## Page text
# McCulloch 610



## 4x4van (Aug 25, 2002)

Just acquired a used McCulloch 610. In good working condition, what is it worth? Anything special I need to know? Haven't tried to start it (got it last night from a friend) yet... are they finicky to start? I would like to give my friend some cash for it, so any assistance would be handy.

Thanks,

Jeff Lester


----------



## sedanman (Aug 25, 2002)

I'm not familiar with that saw but let me be the first to welcome you aboard.


----------



## eyolf (Aug 25, 2002)

McC 610 about 3.75 cubes, 60cc. Very similar McC models: 605, Timber bear, etc. Available new with 16"-24" bars, .354 (extremely hard to find now) and 3/8" chain. 

One weak point on these saws is the upper av mount for the rear handle is also the airbox, which is a white-metal die casting. If the saw falls off of the back of your truck, handle-first onto the driveway, you'll break it, and parts are unavailable.

Auto-oiler on these models wasn't usually very reliable...be certain to give the manual oiler a shove now and them.

I've seen them on Ebay for up to about $125. For me that means a real-world value of $50.


----------



## bwiesner (Aug 25, 2002)

Mac has no used the .354 chain in years and never used it on the 610 saw. They may have used it on the 6-10 saw that was built in the 60's but not the newer 610 saw built in the 80's and 90's. 
If you break the air box on it I have one I'll sell you. My oppinion of the saw: It's a too saw; too heavy, too bulky, and too slow, Just like a 009 Stihl. LOL  Later Butch


----------



## Tony Snyder (Aug 25, 2002)

I did minor work on a few 610s in the early 80s. They were fair saws, fairly durable, bulky for their power though.

Value now wouldn't be very much. Parts are probably rough to find.

It is too bad we can't have easy access to all the McCulloch and Homelite parts that must have been left from all the old dealers that have quit. I can remember about a dozen closed dealers in a 25 mile circle of here. I remember one old shop (Grubb's in Palastine, Illinois) that had new unsold saws in about 1998 that were probably from the 60s, a ton of parts to. He never wanted to talk about liquidating anything even though he had one foot in the grave. Don't know what happened to the stuff.


----------



## eyolf (Aug 25, 2002)

RE: Butch:

I've got 2 610's, one bought in a box of junk at an auction, and one given to me by an old fellow as part payment for taking a tree from his garage roof. Both have broken airboxes.

The 610 from the old fellow came with a 24" hardnose bar, and .354 chain. He also provided a spare chain, also .354. There didn't seem to be enough wear on the bar to have worn out many chains, so I assumed that is what the saw was recieved with from new. A quick check through a couple of sprocket listings showed that a .354 was listed as available from Stens for this series at least until 1990.

I realize this proves nothing...a dealer wanting to rid himself of a spool of old chain could have set this up, for example, figuring he could sell the 3/8" sprocket and chain set up later.


----------



## don (Aug 26, 2002)

*Used one at a cabin*

Cut through a few logs and ran out of gas ! Really eats allot of fuel. Frankly it looks big but I wouldn't buy it unless you need the workout. You can get a pretty good saw relative to this MAC610 used for about a $100.

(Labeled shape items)
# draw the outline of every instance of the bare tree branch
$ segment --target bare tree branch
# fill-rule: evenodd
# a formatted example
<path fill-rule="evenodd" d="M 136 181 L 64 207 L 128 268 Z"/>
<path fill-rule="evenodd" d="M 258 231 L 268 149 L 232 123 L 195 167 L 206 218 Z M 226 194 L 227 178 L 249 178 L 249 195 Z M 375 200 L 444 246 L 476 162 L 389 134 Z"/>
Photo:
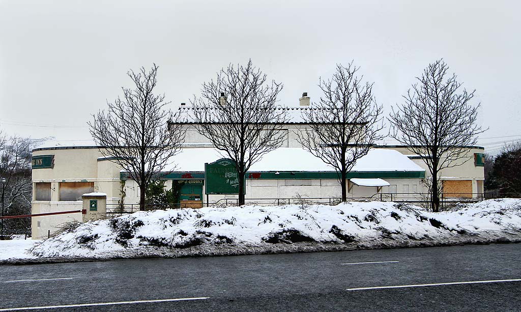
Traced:
<path fill-rule="evenodd" d="M 286 138 L 281 131 L 288 121 L 286 111 L 276 104 L 282 89 L 250 60 L 245 67 L 230 64 L 222 69 L 191 101 L 197 131 L 235 163 L 240 205 L 244 203 L 244 174 Z"/>
<path fill-rule="evenodd" d="M 465 146 L 475 145 L 476 135 L 485 131 L 476 123 L 479 104 L 470 104 L 475 91 L 462 89 L 448 69 L 443 59 L 429 64 L 389 118 L 392 137 L 418 154 L 432 175 L 433 211 L 439 209 L 440 170 L 466 161 Z"/>
<path fill-rule="evenodd" d="M 386 136 L 380 133 L 382 106 L 376 102 L 373 84 L 356 76 L 358 69 L 352 61 L 347 67 L 338 64 L 331 78 L 320 79 L 324 95 L 303 114 L 309 129 L 296 133 L 305 149 L 338 173 L 343 201 L 347 197 L 347 172 Z"/>
<path fill-rule="evenodd" d="M 145 191 L 151 179 L 180 151 L 185 135 L 183 128 L 175 123 L 179 114 L 165 110 L 170 102 L 165 102 L 164 94 L 154 93 L 157 68 L 154 64 L 148 71 L 142 67 L 139 72 L 127 72 L 134 88 L 122 88 L 122 98 L 107 102 L 107 111 L 100 111 L 88 123 L 94 141 L 103 147 L 102 154 L 111 157 L 138 184 L 141 210 L 144 210 Z"/>

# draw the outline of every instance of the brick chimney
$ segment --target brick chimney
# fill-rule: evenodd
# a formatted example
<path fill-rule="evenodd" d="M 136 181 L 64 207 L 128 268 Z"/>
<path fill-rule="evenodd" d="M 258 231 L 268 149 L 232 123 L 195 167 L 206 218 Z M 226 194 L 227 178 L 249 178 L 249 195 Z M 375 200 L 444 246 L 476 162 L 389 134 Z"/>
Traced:
<path fill-rule="evenodd" d="M 299 101 L 300 103 L 301 106 L 309 106 L 309 98 L 310 97 L 307 96 L 307 92 L 304 92 L 302 93 L 302 97 L 299 99 Z"/>

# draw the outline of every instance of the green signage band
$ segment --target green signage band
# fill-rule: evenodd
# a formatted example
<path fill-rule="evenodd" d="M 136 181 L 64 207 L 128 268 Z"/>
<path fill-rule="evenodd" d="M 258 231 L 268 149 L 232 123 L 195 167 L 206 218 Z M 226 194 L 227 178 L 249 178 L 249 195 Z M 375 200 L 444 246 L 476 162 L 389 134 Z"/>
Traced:
<path fill-rule="evenodd" d="M 205 164 L 204 171 L 206 194 L 239 194 L 239 174 L 231 159 L 222 158 Z M 243 189 L 245 192 L 246 188 Z"/>
<path fill-rule="evenodd" d="M 33 169 L 52 168 L 54 167 L 54 155 L 41 155 L 33 156 L 31 165 Z"/>

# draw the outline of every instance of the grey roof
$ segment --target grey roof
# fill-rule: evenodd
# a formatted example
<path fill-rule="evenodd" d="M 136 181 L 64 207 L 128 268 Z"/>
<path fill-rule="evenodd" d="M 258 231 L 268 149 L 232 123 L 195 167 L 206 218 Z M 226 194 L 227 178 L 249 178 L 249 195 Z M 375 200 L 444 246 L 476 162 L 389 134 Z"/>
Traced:
<path fill-rule="evenodd" d="M 179 108 L 179 119 L 178 123 L 193 123 L 193 117 L 191 112 L 195 108 L 192 106 L 181 106 Z M 199 108 L 200 109 L 202 108 Z M 214 109 L 214 108 L 204 108 L 204 109 Z M 287 123 L 303 124 L 306 123 L 302 118 L 302 113 L 309 109 L 318 109 L 318 108 L 306 107 L 278 107 L 274 109 L 281 111 L 286 110 L 289 121 Z"/>

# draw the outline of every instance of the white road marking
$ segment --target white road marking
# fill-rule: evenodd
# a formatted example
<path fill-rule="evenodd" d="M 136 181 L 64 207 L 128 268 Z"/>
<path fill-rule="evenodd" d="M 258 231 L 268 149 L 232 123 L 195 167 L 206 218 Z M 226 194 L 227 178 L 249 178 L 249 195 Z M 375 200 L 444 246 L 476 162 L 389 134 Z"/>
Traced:
<path fill-rule="evenodd" d="M 471 281 L 468 282 L 451 282 L 449 283 L 433 283 L 432 284 L 413 284 L 412 285 L 398 285 L 396 286 L 378 286 L 376 287 L 359 287 L 348 288 L 346 290 L 368 290 L 371 289 L 386 289 L 388 288 L 407 288 L 408 287 L 425 287 L 427 286 L 442 286 L 443 285 L 460 285 L 462 284 L 482 284 L 484 283 L 501 283 L 502 282 L 521 282 L 521 279 L 511 280 L 490 280 L 488 281 Z"/>
<path fill-rule="evenodd" d="M 116 302 L 100 302 L 98 303 L 83 303 L 78 304 L 67 304 L 60 306 L 43 306 L 41 307 L 23 307 L 19 308 L 7 308 L 0 309 L 0 311 L 20 311 L 22 310 L 36 310 L 38 309 L 59 309 L 62 308 L 77 308 L 80 307 L 94 307 L 97 306 L 110 306 L 121 304 L 134 304 L 137 303 L 154 303 L 156 302 L 170 302 L 172 301 L 188 301 L 190 300 L 204 300 L 209 299 L 209 297 L 196 297 L 194 298 L 176 298 L 174 299 L 157 299 L 156 300 L 136 300 L 135 301 L 118 301 Z"/>
<path fill-rule="evenodd" d="M 4 281 L 4 283 L 14 283 L 15 282 L 39 282 L 40 281 L 56 281 L 58 280 L 71 280 L 73 277 L 64 277 L 55 279 L 41 279 L 38 280 L 17 280 L 15 281 Z"/>
<path fill-rule="evenodd" d="M 391 263 L 393 262 L 400 262 L 399 261 L 373 261 L 373 262 L 353 262 L 353 263 L 341 263 L 343 266 L 348 266 L 354 264 L 368 264 L 370 263 Z"/>

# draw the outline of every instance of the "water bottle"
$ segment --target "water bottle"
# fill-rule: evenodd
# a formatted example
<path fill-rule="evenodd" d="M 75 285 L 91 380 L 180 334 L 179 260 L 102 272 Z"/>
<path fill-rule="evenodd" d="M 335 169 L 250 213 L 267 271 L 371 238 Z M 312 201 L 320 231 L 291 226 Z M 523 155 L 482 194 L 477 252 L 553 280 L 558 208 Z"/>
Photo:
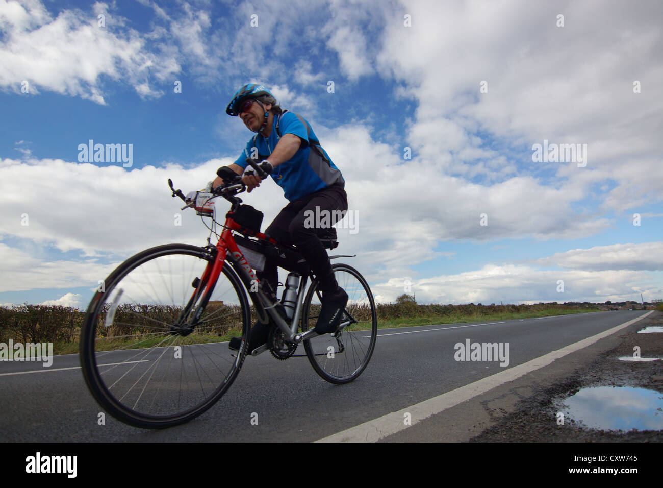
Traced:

## Written problem 1
In the McCulloch 610 thread, what engine size does eyolf give for the saw?
## Written problem 2
Revise the McCulloch 610 thread from "## bwiesner (Aug" to "Snyder (Aug 25, 2002)", putting "airbox" in place of "air box".
## Written problem 3
Pick up the McCulloch 610 thread where it stops and write what comes next.
You won't need the items to do this.

## Expected answer 1
About 3.75 cubic inches, or 60cc.

## Expected answer 2
## bwiesner (Aug 25, 2002)

Mac has no used the .354 chain in years and never used it on the 610 saw. They may have used it on the 6-10 saw that was built in the 60's but not the newer 610 saw built in the 80's and 90's. 
If you break the airbox on it I have one I'll sell you. My oppinion of the saw: It's a too saw; too heavy, too bulky, and too slow, Just like a 009 Stihl. LOL  Later Butch


----------



## Tony Snyder (Aug 25, 2002)

## Expected answer 3
----------



## Tony Snyder (Aug 26, 2002)

Aren't we confussing 6-10s and 610s, totally different animals.


----------



## eyolf (Aug 26, 2002)

The 6-10 should be mostly yellow, except maybe black air cleaner lid, and look pretty much like a 10-10. It will have almost no plastic or rubber parts, except for the pull handle, and fuel hose. The air cleaner cover will have a big "M" cast right in. If the 6-10 was anything like the 10-10's brother, the 700, it wasn't a bad saw for it's time.

the 610 will look "square" and "boxy", with about as ugly a brake handle as ever was made. Most of the plastic is yellow, except the airbox lid and it's plastic knob, which are black. the choke knob is green...or is it the oiler? 

I hope I've described the 610 well enough from memory...I'm too danged lazy to run to the barn.


----------



## bwiesner (Aug 26, 2002)

oiler plunger is green and choke rod is blue.


----------



## Bronzebird (Jan 12, 2013)

I'm looking at one a friend is selling for dirt cheap. This thread has helped with the 6-10 and 610 issues!

Thanks!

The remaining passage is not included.